[PROBLEM TO WORK ON]
Extract the full listing verbatim and drop any pictures from your copy.

[EXERCISE INPUT]

────

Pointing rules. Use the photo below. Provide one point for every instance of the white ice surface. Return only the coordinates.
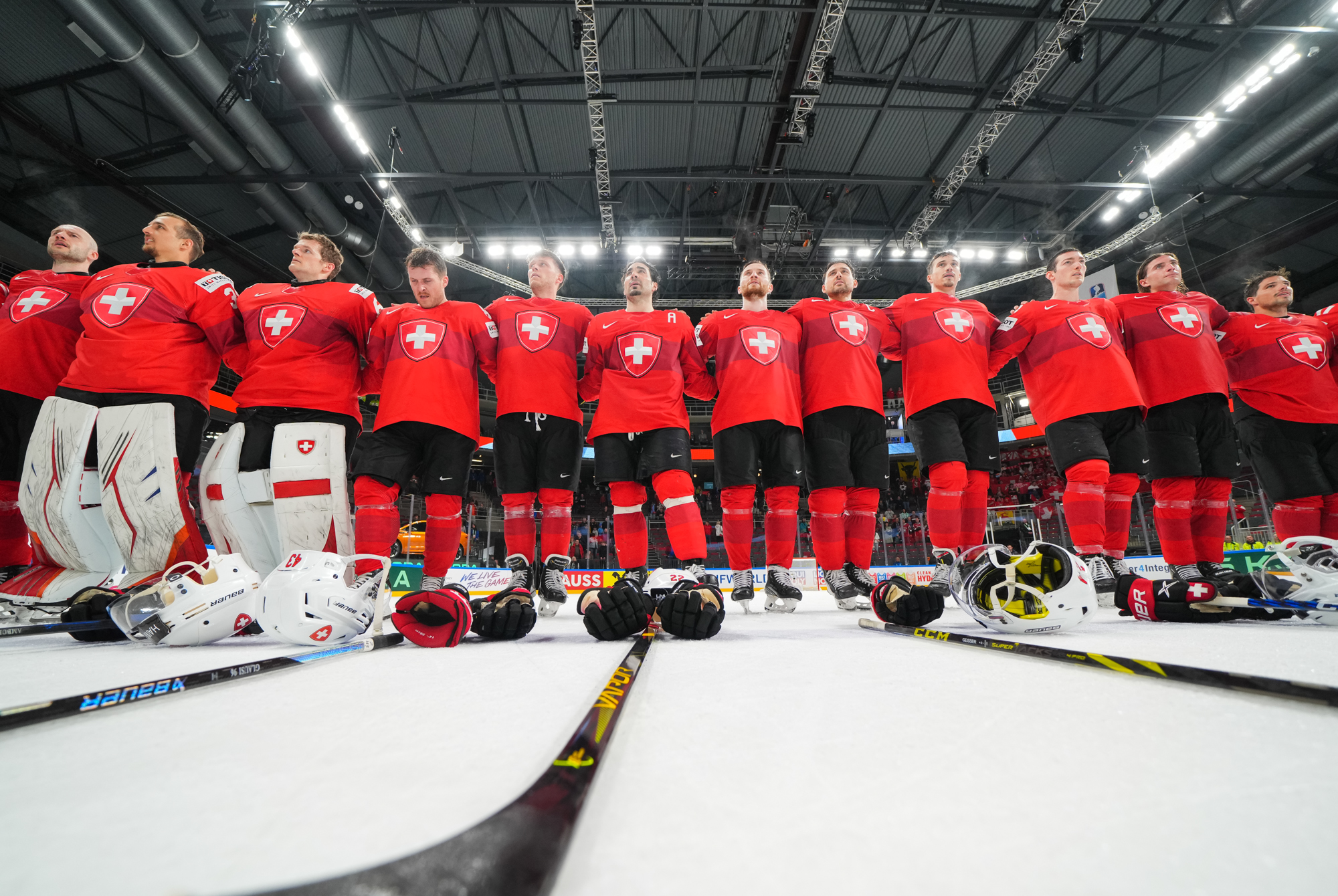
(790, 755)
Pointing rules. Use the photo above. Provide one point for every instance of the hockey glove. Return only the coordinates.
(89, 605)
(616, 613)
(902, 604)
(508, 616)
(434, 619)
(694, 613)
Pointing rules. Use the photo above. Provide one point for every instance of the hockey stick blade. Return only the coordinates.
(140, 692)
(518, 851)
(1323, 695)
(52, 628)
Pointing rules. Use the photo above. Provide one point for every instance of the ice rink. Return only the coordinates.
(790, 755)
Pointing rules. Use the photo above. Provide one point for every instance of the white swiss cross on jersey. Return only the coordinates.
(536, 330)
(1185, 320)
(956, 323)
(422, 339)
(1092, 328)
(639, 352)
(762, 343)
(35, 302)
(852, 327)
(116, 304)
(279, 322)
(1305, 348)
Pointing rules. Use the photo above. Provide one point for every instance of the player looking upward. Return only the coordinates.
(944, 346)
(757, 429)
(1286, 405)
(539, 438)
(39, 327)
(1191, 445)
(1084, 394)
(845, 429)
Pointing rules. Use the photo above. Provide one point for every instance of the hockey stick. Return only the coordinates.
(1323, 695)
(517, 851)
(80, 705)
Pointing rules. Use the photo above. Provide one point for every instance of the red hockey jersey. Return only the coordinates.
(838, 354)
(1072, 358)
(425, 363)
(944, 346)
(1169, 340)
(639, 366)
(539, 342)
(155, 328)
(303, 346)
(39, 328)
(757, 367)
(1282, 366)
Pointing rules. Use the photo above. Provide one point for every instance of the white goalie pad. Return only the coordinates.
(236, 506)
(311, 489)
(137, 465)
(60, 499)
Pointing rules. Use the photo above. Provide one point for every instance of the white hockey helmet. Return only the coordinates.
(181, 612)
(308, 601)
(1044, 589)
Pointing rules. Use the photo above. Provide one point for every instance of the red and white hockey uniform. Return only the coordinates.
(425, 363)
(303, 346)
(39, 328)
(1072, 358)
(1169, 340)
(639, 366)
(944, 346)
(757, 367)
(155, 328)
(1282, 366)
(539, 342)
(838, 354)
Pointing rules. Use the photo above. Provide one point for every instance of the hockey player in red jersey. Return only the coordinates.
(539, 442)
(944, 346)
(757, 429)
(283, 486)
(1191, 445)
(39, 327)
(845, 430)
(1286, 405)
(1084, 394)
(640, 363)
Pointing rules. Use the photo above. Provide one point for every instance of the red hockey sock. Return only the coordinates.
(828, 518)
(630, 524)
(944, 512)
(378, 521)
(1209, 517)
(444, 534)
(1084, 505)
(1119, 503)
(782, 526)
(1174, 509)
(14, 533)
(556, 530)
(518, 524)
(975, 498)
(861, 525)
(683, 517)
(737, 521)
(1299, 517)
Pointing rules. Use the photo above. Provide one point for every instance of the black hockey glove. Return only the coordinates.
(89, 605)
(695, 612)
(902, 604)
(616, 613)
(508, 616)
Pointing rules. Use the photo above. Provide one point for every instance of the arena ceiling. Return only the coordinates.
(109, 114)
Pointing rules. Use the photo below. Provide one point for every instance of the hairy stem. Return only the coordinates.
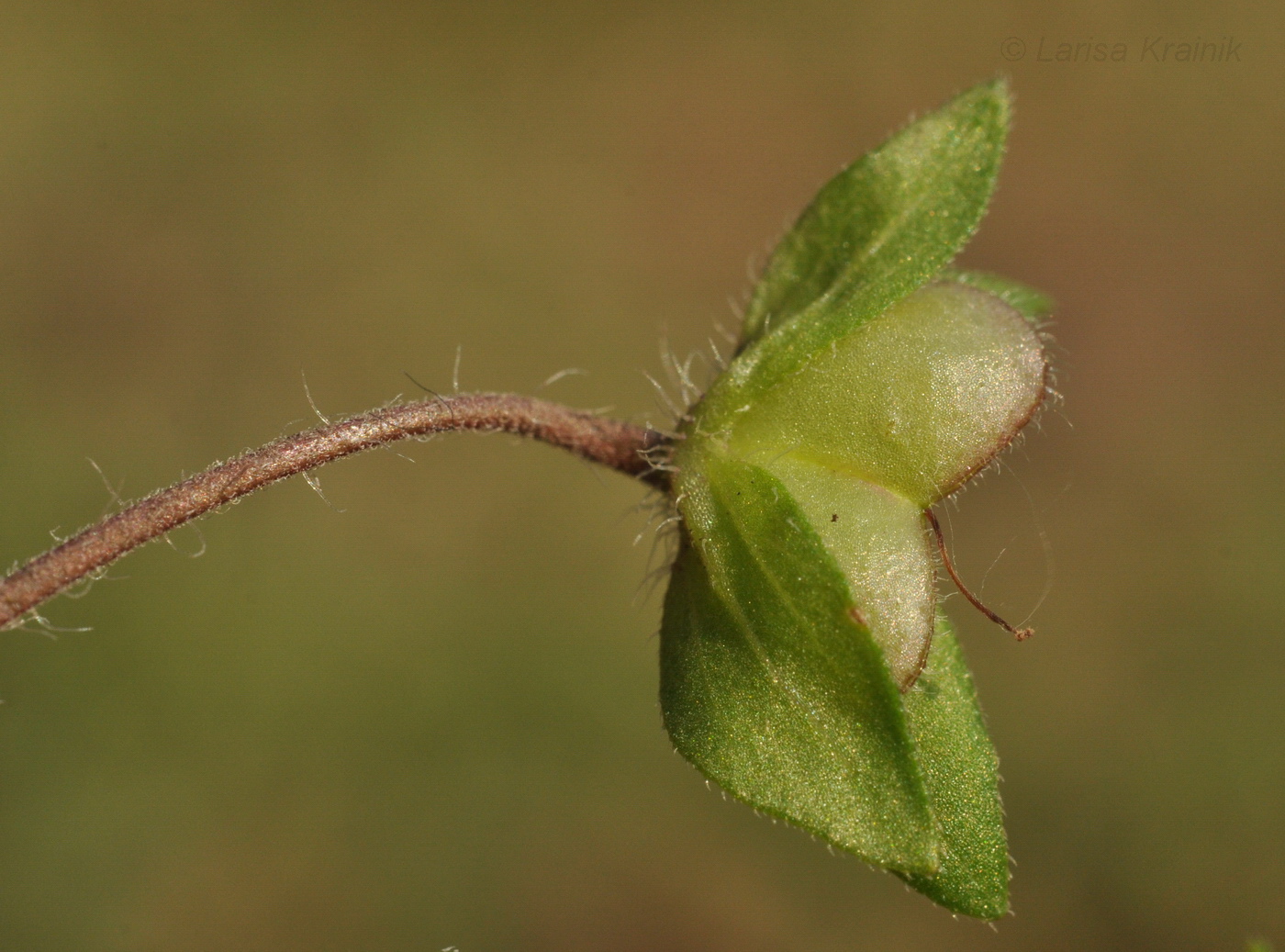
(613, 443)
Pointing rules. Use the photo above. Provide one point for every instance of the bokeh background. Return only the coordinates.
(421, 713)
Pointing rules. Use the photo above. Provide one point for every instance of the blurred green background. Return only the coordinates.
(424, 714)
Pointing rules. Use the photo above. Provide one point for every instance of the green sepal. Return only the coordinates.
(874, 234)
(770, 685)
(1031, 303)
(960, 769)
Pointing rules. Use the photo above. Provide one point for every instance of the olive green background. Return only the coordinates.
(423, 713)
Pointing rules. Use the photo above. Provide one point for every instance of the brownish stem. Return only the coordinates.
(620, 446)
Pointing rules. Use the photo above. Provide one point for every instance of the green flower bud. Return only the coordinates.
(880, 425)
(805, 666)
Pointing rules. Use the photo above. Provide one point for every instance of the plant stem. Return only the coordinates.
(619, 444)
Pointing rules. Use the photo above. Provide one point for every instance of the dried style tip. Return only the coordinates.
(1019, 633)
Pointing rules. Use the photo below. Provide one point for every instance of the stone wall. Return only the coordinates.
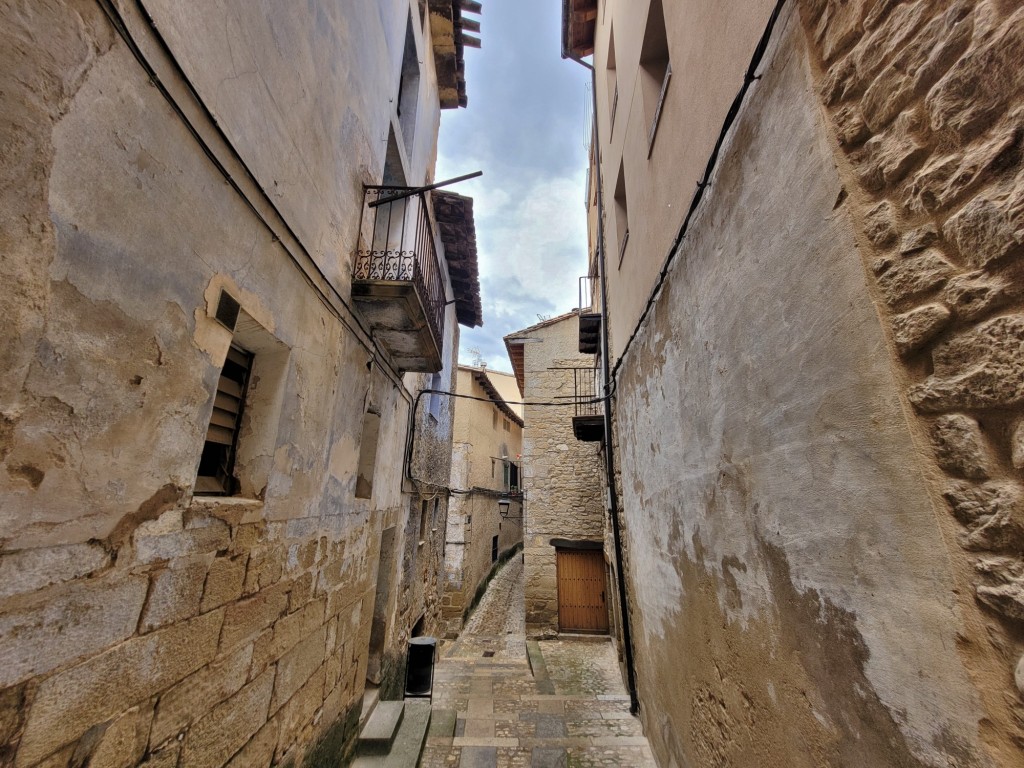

────

[EXERCISE OUTPUT]
Pointing rules. Use the photo below. Provide one point for every instance of the white ice surface. Return only the coordinates.
(790, 755)
Pointing rules. Use the photo above. Provide one point for every instance of the hockey glove. Return only the coordinates.
(89, 605)
(616, 613)
(902, 604)
(508, 616)
(434, 619)
(694, 613)
Pointing rules. Use the photo above. Provide one point for every instance of the hockey stick blade. Return only the coordinates.
(140, 692)
(518, 851)
(1323, 695)
(52, 628)
Pointing rules. Use the photo above. Provide one point for every instance of the ice rink. Return only the coordinates.
(790, 755)
Pointing rules. Use the photo above. Provide one point for every instance of the white swiss cross on jersey. Return only the coordinates.
(536, 330)
(1185, 320)
(956, 323)
(422, 339)
(1092, 328)
(639, 352)
(762, 343)
(35, 302)
(852, 327)
(116, 304)
(279, 322)
(1305, 348)
Pointing rules. Use the photo above. Provide one point for every instance of the player looking upward. Return only the coordinates.
(944, 346)
(757, 429)
(1286, 405)
(539, 438)
(39, 327)
(1191, 445)
(1084, 394)
(845, 429)
Pointing rules. Use the photo above. Provide one point for every instance of the hockey stick. Return only the coordinates.
(1323, 695)
(517, 851)
(80, 705)
Pointing rules. Use the photo above. Provide one point for every instance of the red hockey jersey. Return only the coordinates.
(838, 354)
(1072, 358)
(425, 363)
(944, 346)
(1169, 340)
(639, 366)
(539, 342)
(155, 328)
(303, 346)
(39, 328)
(757, 367)
(1282, 366)
Pointing rules. Use the photo above. Provide one point for every instance of the white goalie pad. Return only the coordinates.
(236, 506)
(311, 489)
(137, 465)
(60, 499)
Pointing rules. Use the photo above. Provide one point for every instance of the white hockey helmet. Return only the coordinates.
(181, 612)
(308, 601)
(1044, 589)
Pointing rules. Use the photo above. Provide one point for every instance of the red and white hockey uniform. Return only the coordinates.
(425, 363)
(303, 346)
(39, 328)
(1072, 358)
(1169, 340)
(639, 366)
(944, 346)
(757, 367)
(155, 328)
(1282, 366)
(539, 342)
(838, 354)
Pointing rules. Use the photo above. Provide one point for every instance of the hockey player in red jersey. Return only the coordinates.
(539, 442)
(944, 346)
(757, 429)
(283, 486)
(1191, 445)
(39, 327)
(845, 430)
(1286, 405)
(1084, 394)
(640, 363)
Pointing rules. Use the photo above. Provide one point for every instance of the red hockey sock. Return only the coordinates.
(828, 518)
(630, 524)
(944, 512)
(378, 521)
(1209, 517)
(444, 534)
(1084, 505)
(1119, 503)
(782, 526)
(1174, 509)
(14, 533)
(556, 530)
(518, 524)
(975, 498)
(861, 525)
(683, 517)
(737, 521)
(1299, 517)
Pointing rules. Use the photo above. Provide one point for every instance of the black hockey glove. Return only the coordinates.
(89, 605)
(695, 612)
(902, 604)
(616, 613)
(508, 616)
Pointing rules. Use the photo above. Provide one point for every instance of the arena ceiling. Return only the coordinates.
(109, 114)
Pointing rules. Use the photo below. Provide one point for every instance of the hairy stem. Return only the coordinates.
(613, 443)
Pointing rules. Use the photo above. Provide one point for every instance of the bokeh background. Return only the coordinates.
(421, 713)
Pointing rules. Use the photo above. Provide one point for every instance of the blurred green background. Return only the coordinates.
(424, 714)
Pointing rules. Use the photo above. Provide one point for every instance of the green sepal. Return only the coordinates.
(874, 234)
(770, 685)
(1031, 303)
(960, 769)
Pointing rules. Use the photo above. Provide one point for every instance of the olive green background. Return only the coordinates.
(423, 713)
Pointing rules. Use the photo above. Provide one point for every instance of the brownish stem. Return only the coordinates.
(620, 446)
Pointing rules. Use the photo above. Provide one point for every instance of the green flower bud. Return only the coordinates.
(880, 425)
(805, 666)
Pointing rules. Use the photo above. Provide one point for every instance of the plant stem. Return only the coordinates.
(619, 444)
Pointing rules. Use the photo above. Provide one point for every instance of the dried style tip. Return only the coordinates.
(1019, 633)
Pointing rules. Use the photo below. Provide one point for every instance of the stone wall. Return only the coordinates.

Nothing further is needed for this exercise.